# Request
Pick out every line in the listing below that contains the string "gold" and copy each one. Case counts, so match capitals and lowercase letters precisely.
-- BEGIN --
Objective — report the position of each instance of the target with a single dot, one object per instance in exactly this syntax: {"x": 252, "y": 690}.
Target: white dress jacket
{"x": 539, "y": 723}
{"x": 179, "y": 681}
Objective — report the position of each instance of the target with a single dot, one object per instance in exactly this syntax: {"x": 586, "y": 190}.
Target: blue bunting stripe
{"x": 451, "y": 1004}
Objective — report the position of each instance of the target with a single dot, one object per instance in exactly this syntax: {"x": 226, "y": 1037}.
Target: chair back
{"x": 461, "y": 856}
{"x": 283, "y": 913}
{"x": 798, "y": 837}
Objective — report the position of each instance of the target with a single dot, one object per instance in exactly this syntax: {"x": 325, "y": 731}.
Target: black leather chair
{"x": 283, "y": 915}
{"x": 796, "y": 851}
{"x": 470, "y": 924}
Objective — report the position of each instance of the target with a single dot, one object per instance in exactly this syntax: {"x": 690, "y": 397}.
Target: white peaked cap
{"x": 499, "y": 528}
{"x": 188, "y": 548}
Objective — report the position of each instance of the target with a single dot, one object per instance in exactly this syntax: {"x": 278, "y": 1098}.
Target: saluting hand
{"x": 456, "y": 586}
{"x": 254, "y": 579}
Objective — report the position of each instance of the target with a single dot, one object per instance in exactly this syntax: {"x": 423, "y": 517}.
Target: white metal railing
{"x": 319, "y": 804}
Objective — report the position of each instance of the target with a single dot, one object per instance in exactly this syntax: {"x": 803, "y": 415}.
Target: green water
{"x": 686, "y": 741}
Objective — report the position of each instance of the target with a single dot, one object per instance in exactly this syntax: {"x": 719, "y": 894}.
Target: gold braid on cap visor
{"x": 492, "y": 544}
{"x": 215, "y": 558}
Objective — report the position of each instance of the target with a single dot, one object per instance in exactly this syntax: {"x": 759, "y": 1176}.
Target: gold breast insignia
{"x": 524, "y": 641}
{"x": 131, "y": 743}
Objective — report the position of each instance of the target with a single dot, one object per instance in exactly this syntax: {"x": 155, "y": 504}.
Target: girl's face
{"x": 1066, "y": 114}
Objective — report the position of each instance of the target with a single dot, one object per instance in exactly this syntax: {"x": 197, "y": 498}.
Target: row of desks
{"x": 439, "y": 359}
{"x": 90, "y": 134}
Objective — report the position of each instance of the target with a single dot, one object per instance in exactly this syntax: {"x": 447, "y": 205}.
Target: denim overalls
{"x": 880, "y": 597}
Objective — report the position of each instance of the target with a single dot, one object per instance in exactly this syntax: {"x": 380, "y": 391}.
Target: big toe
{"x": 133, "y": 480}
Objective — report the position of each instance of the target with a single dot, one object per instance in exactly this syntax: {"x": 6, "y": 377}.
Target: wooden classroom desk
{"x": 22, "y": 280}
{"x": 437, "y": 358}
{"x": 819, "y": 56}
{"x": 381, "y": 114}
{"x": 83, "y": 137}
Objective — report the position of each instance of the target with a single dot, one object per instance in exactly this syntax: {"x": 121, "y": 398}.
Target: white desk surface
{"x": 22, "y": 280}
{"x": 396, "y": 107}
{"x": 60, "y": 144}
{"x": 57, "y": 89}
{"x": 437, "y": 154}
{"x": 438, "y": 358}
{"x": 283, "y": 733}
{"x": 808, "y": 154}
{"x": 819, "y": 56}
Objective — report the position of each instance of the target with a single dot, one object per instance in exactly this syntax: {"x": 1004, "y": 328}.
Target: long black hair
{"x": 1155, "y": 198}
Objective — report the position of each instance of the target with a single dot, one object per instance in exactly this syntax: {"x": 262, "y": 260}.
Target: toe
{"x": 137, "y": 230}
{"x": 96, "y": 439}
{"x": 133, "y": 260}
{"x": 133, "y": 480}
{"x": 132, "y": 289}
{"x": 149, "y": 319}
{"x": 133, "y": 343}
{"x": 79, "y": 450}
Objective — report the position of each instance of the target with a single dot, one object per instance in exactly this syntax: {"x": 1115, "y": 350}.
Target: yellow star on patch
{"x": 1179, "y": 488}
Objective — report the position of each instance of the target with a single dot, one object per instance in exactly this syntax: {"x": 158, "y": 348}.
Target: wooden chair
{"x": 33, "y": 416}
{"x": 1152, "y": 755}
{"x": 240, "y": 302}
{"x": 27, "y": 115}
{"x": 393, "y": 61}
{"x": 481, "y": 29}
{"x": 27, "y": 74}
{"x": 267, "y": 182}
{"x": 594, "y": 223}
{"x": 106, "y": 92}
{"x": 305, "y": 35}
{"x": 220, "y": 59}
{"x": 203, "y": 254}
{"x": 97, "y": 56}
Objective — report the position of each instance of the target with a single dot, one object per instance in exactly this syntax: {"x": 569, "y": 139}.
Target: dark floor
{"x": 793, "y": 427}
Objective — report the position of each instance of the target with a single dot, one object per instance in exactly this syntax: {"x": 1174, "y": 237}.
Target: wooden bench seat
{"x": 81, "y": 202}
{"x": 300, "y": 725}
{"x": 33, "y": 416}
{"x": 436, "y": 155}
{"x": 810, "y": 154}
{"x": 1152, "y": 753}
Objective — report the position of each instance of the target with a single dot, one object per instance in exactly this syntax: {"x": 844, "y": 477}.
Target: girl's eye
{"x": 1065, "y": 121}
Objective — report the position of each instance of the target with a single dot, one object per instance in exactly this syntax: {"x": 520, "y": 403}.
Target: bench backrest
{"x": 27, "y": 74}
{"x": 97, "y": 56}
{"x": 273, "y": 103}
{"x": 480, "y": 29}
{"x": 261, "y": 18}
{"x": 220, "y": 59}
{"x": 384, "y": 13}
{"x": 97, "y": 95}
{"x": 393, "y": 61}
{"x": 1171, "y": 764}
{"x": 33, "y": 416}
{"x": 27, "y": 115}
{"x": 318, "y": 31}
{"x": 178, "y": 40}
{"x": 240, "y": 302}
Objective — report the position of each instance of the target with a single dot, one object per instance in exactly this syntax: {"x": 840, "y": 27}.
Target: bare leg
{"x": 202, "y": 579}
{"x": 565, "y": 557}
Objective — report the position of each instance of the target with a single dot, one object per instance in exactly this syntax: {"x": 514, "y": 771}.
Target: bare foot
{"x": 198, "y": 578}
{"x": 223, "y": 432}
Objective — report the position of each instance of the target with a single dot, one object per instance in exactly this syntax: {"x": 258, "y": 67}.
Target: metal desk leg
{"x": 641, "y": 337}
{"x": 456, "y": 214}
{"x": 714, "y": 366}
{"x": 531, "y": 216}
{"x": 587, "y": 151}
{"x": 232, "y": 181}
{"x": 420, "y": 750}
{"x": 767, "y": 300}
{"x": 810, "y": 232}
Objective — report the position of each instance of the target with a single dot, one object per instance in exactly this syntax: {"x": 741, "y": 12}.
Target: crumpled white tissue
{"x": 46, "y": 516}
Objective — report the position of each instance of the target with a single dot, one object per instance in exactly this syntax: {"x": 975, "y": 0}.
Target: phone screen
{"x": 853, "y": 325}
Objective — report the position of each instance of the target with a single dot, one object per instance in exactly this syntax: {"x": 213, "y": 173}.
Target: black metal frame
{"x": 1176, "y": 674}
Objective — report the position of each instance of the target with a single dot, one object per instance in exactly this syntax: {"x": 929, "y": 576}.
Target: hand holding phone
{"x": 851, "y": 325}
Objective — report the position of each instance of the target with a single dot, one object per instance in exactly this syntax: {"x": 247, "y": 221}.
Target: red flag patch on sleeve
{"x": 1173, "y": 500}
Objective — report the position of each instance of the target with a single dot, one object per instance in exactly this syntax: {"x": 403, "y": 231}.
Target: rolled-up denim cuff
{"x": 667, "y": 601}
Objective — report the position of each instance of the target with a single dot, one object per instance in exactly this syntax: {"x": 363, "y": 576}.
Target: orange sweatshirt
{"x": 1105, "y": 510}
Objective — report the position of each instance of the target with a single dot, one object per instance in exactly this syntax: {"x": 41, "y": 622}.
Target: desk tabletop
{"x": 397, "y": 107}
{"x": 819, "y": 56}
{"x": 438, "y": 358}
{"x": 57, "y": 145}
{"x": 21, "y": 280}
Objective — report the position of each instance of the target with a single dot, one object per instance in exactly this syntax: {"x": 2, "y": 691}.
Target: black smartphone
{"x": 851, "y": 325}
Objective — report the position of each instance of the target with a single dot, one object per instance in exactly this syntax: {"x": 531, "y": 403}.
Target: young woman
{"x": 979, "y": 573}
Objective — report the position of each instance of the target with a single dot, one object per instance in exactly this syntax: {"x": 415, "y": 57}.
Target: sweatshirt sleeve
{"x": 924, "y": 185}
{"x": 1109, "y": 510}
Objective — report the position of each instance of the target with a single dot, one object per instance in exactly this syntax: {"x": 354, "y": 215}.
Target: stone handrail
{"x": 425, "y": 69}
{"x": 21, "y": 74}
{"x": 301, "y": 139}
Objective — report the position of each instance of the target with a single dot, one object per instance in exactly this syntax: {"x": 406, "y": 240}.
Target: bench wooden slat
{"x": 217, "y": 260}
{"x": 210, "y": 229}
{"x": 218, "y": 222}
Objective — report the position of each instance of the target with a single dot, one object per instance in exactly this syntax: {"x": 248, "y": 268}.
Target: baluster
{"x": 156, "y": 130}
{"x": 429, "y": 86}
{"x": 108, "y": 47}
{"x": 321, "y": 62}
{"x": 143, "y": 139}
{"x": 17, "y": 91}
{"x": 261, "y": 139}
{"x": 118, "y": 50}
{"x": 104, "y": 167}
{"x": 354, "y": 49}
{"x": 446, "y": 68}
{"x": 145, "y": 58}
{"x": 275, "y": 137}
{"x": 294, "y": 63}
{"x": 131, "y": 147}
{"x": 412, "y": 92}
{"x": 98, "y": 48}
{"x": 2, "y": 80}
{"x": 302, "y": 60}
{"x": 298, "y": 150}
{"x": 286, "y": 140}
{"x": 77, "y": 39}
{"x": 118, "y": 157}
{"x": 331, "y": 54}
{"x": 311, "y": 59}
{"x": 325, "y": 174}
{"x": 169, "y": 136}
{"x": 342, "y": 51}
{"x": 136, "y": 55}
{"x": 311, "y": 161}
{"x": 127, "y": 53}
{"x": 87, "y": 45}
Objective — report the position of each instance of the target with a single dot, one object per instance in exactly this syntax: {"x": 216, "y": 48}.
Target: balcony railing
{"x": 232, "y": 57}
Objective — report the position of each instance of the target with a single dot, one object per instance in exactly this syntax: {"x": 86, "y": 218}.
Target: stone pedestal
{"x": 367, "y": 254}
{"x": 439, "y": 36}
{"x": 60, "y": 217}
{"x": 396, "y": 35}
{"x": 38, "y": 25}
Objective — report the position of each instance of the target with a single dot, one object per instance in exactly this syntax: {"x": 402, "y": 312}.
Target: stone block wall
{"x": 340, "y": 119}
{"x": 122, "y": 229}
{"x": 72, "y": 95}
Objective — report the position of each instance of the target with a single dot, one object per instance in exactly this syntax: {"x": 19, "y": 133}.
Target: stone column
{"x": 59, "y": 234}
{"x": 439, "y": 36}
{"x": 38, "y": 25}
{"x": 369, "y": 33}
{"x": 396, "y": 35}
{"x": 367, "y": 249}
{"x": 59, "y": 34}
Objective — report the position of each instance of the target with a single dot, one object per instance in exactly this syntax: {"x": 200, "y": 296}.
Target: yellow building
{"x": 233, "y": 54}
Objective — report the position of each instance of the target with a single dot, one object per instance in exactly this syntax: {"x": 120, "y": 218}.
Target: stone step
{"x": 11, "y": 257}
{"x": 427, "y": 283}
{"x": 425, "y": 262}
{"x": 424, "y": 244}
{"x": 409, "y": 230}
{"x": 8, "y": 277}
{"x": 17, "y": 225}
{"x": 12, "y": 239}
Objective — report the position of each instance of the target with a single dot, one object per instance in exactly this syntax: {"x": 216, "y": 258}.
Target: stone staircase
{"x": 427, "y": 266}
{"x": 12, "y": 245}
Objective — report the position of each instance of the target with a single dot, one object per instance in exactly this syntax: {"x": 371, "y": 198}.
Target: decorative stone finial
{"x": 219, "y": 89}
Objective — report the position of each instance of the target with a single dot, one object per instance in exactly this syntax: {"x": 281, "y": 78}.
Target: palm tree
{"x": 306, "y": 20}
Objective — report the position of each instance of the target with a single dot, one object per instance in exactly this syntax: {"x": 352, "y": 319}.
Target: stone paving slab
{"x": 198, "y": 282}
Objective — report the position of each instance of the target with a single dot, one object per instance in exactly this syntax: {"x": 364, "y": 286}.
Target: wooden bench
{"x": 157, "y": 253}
-- END --
# Solved problem
Target: gold braid on cap visor
Target: gold breast insignia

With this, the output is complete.